### [Tasks for this exercise]
**a.** In the news report on the inquest, how long after he went missing was Mr Vega found dead?
**b.** Retype the part of the inquest report that begins with the words "Nurses and security" and ends after the words "the restricted area.", keeping every word and punctuation mark unchanged.

### [Excerpt to read]

The family of Ariel Vega, who died in a plant room at Wollongong Hospital in 2011, will return to court this week for the second half of an inquest into the Mount St Thomas man’s death.
Mr Vega had been admitted to the hospital on the morning of August 8, 2011, for routine surgery, however went missing from his bed about 6.30pm while recovering in a general ward.
Nurses and security staff launched a extensive search for the missing 78-year-old in the hospital grounds and nearby streets, but failed to locate him.
He was eventually found dead 17 hours later, having broken his neck after falling face down through an aluminium-framed window within a plant room in a restricted part of the hospital.
Mr Vega’s family, including his heartbroken wife, Beatriz, sat through the first three days of the inquest, held in May this year.
They are expected to return to Wollongong courthouse this morning and in the coming days to hear the remainder of the evidence into how the much-loved father, grandfather and husband died.
In the first part of the inquest, the court heard a breakdown in hospital security procedures had allowed Mr Vega to enter the restricted area.
The inquest was told Mr Vega gained access to the plant room through two security doors that were normally locked, however on this occasion had been left propped open.

### [Extracted data]

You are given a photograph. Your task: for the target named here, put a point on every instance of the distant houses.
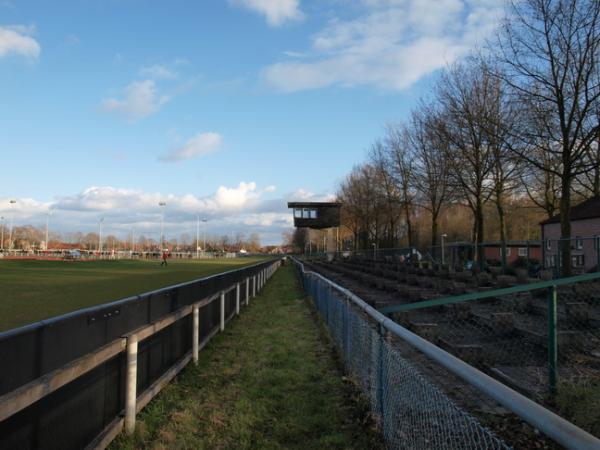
(585, 232)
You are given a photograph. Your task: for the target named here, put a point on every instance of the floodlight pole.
(197, 235)
(162, 219)
(204, 248)
(100, 237)
(10, 243)
(47, 222)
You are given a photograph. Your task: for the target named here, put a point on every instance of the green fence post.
(380, 370)
(597, 239)
(552, 342)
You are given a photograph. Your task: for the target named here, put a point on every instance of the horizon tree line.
(517, 123)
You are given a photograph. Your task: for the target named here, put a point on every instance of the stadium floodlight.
(198, 236)
(10, 243)
(162, 220)
(100, 235)
(48, 214)
(204, 248)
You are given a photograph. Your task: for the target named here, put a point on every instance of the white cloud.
(17, 40)
(276, 12)
(391, 44)
(236, 198)
(199, 145)
(159, 72)
(141, 99)
(229, 209)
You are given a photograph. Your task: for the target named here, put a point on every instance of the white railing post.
(195, 333)
(222, 310)
(247, 290)
(131, 384)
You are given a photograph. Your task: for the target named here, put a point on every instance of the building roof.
(588, 209)
(314, 204)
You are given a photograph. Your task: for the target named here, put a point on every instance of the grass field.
(34, 290)
(270, 381)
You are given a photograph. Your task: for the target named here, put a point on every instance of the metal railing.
(414, 412)
(76, 381)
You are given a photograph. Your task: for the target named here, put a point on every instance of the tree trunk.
(434, 228)
(565, 223)
(502, 224)
(408, 224)
(480, 230)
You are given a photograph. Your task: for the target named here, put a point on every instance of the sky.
(222, 109)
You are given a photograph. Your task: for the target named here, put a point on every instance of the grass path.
(270, 381)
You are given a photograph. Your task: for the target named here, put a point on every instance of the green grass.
(34, 290)
(580, 404)
(270, 381)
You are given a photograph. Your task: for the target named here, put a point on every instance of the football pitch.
(35, 290)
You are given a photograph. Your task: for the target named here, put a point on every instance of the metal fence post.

### [Responses in order]
**a.** 17 hours later

**b.**
Nurses and security staff launched a extensive search for the missing 78-year-old in the hospital grounds and nearby streets, but failed to locate him.
He was eventually found dead 17 hours later, having broken his neck after falling face down through an aluminium-framed window within a plant room in a restricted part of the hospital.
Mr Vega’s family, including his heartbroken wife, Beatriz, sat through the first three days of the inquest, held in May this year.
They are expected to return to Wollongong courthouse this morning and in the coming days to hear the remainder of the evidence into how the much-loved father, grandfather and husband died.
In the first part of the inquest, the court heard a breakdown in hospital security procedures had allowed Mr Vega to enter the restricted area.